• **Work to be completed**
A faithful copy of the whole listing is the goal. Match it exactly.

::::::

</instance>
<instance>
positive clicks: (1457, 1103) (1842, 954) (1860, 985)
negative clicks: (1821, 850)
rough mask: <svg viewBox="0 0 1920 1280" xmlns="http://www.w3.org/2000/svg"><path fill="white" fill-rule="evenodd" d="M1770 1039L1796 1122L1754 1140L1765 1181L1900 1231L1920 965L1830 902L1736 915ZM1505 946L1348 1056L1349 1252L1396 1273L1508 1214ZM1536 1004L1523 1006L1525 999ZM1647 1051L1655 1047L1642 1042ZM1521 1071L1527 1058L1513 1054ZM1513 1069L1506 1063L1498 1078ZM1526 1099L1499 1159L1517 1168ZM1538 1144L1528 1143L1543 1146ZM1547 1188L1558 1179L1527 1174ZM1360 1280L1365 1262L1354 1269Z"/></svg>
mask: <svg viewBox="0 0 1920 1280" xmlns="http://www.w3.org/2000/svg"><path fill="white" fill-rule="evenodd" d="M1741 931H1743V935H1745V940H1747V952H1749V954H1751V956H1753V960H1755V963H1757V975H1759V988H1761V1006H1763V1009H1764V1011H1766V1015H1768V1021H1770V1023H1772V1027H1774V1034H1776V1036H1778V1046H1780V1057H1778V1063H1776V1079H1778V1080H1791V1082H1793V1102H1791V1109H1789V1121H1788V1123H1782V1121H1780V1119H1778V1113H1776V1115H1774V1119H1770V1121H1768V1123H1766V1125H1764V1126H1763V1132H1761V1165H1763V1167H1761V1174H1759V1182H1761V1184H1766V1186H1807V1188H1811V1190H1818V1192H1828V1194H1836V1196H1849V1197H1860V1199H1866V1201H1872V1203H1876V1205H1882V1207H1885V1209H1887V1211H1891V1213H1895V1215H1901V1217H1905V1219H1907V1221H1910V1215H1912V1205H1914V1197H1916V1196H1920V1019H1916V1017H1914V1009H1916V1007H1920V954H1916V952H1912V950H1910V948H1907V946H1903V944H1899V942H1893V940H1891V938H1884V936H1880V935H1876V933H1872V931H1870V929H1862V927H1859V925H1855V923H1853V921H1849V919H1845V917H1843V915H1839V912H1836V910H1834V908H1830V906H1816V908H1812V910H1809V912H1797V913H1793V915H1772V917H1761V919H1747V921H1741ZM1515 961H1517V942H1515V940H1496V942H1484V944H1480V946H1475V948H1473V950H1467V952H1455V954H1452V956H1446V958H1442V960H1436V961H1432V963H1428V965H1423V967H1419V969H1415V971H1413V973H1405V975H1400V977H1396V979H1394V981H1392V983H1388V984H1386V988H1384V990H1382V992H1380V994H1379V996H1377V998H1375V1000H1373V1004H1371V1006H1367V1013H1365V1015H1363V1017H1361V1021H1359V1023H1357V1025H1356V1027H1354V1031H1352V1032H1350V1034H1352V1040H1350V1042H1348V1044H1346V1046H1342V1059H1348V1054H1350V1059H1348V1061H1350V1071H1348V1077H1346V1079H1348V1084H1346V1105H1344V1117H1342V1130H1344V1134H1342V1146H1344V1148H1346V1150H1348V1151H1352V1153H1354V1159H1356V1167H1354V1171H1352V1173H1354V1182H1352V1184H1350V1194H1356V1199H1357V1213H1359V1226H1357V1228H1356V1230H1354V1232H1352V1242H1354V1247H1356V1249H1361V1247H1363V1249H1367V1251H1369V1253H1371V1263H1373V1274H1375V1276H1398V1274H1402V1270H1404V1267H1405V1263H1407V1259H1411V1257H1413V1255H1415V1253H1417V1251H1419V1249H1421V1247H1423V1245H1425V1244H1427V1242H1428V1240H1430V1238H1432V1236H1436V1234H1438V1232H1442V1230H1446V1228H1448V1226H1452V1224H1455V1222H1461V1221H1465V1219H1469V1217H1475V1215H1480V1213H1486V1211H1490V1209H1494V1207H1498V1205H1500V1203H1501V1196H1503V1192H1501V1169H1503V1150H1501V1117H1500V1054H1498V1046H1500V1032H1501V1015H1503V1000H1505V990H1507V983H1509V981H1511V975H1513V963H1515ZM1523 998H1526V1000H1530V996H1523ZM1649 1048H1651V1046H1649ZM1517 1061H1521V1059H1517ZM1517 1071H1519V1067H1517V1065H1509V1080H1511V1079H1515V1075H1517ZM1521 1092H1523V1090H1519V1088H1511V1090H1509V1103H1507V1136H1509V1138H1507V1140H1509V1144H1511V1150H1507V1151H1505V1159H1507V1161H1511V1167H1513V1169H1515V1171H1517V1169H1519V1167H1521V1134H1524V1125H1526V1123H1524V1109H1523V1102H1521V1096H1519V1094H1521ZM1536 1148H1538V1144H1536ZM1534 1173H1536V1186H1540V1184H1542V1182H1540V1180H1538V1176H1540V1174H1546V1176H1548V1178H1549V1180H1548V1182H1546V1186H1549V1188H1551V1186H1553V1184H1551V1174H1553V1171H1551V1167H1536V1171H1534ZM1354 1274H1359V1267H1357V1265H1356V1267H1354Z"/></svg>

::::::

• **Response to the task**
</instance>
<instance>
positive clicks: (1457, 1103) (1842, 954) (1860, 985)
negative clicks: (1821, 850)
rough mask: <svg viewBox="0 0 1920 1280" xmlns="http://www.w3.org/2000/svg"><path fill="white" fill-rule="evenodd" d="M1770 1039L1796 1122L1754 1140L1765 1181L1900 1231L1920 965L1830 902L1736 915ZM1505 946L1348 1056L1349 1252L1396 1273L1508 1214ZM1536 1004L1523 1006L1525 999ZM1647 1051L1655 1047L1642 1042ZM1521 1071L1527 1058L1513 1054ZM1513 1069L1506 1063L1498 1078ZM1526 1099L1499 1159L1517 1168ZM1538 1144L1528 1143L1543 1146ZM1547 1188L1558 1179L1527 1174ZM1360 1280L1365 1262L1354 1269Z"/></svg>
mask: <svg viewBox="0 0 1920 1280" xmlns="http://www.w3.org/2000/svg"><path fill="white" fill-rule="evenodd" d="M1741 931H1743V935H1745V940H1747V952H1749V954H1751V956H1753V960H1755V963H1757V975H1759V988H1761V1006H1763V1009H1764V1011H1766V1015H1768V1021H1770V1023H1772V1027H1774V1034H1776V1036H1778V1046H1780V1057H1778V1063H1776V1079H1778V1080H1791V1082H1793V1102H1791V1109H1789V1121H1788V1123H1782V1121H1780V1119H1778V1113H1776V1115H1774V1119H1770V1121H1768V1123H1766V1125H1764V1126H1763V1132H1761V1165H1763V1167H1761V1174H1759V1182H1761V1184H1766V1186H1807V1188H1811V1190H1818V1192H1828V1194H1836V1196H1849V1197H1860V1199H1866V1201H1872V1203H1876V1205H1882V1207H1885V1209H1887V1211H1891V1213H1895V1215H1901V1217H1905V1219H1907V1221H1910V1215H1912V1205H1914V1197H1916V1196H1920V1019H1916V1017H1914V1009H1916V1007H1920V954H1916V952H1912V950H1910V948H1907V946H1903V944H1899V942H1893V940H1891V938H1884V936H1880V935H1876V933H1872V931H1870V929H1862V927H1859V925H1855V923H1853V921H1849V919H1845V917H1843V915H1839V912H1836V910H1834V908H1830V906H1816V908H1812V910H1809V912H1797V913H1793V915H1772V917H1761V919H1747V921H1741ZM1515 961H1517V942H1515V940H1496V942H1484V944H1480V946H1475V948H1473V950H1467V952H1455V954H1452V956H1446V958H1442V960H1436V961H1432V963H1428V965H1423V967H1419V969H1415V971H1413V973H1405V975H1400V977H1396V979H1394V981H1392V983H1388V984H1386V988H1384V990H1382V992H1380V994H1379V996H1377V998H1375V1000H1373V1004H1371V1006H1367V1013H1365V1015H1363V1017H1361V1021H1359V1023H1357V1025H1356V1027H1354V1031H1352V1032H1350V1034H1352V1040H1350V1042H1348V1044H1346V1046H1342V1059H1348V1054H1350V1059H1348V1061H1350V1071H1348V1077H1346V1079H1348V1084H1346V1105H1344V1117H1342V1130H1344V1134H1342V1146H1344V1148H1346V1150H1348V1151H1352V1153H1354V1159H1356V1167H1354V1171H1352V1173H1354V1182H1352V1184H1350V1194H1356V1199H1357V1213H1359V1226H1357V1228H1356V1230H1354V1232H1352V1242H1354V1247H1356V1249H1361V1247H1363V1249H1367V1251H1369V1253H1371V1263H1373V1274H1375V1276H1398V1274H1402V1270H1404V1267H1405V1263H1407V1259H1411V1257H1413V1255H1415V1253H1417V1251H1419V1249H1421V1247H1423V1245H1425V1244H1427V1242H1428V1240H1430V1238H1432V1236H1436V1234H1438V1232H1442V1230H1446V1228H1448V1226H1452V1224H1455V1222H1461V1221H1465V1219H1469V1217H1475V1215H1480V1213H1486V1211H1490V1209H1494V1207H1498V1205H1500V1203H1501V1196H1503V1192H1501V1169H1503V1150H1501V1117H1500V1054H1498V1046H1500V1032H1501V1015H1503V1000H1505V990H1507V983H1509V981H1511V975H1513V963H1515ZM1523 998H1526V1000H1530V996H1523ZM1649 1048H1651V1046H1649ZM1517 1061H1521V1059H1517ZM1517 1071H1519V1067H1517V1065H1509V1080H1511V1079H1515V1075H1517ZM1521 1092H1523V1090H1519V1088H1511V1090H1509V1103H1507V1136H1509V1138H1507V1140H1509V1144H1511V1150H1507V1151H1505V1159H1507V1161H1511V1167H1513V1169H1515V1171H1517V1169H1519V1167H1521V1134H1524V1125H1526V1123H1524V1109H1523V1102H1521V1096H1519V1094H1521ZM1536 1148H1538V1144H1536ZM1534 1173H1536V1186H1540V1184H1542V1182H1540V1180H1538V1176H1540V1174H1546V1176H1548V1178H1549V1180H1548V1182H1546V1186H1549V1188H1551V1186H1553V1184H1551V1174H1553V1171H1551V1167H1536V1171H1534ZM1354 1274H1359V1267H1357V1265H1356V1267H1354Z"/></svg>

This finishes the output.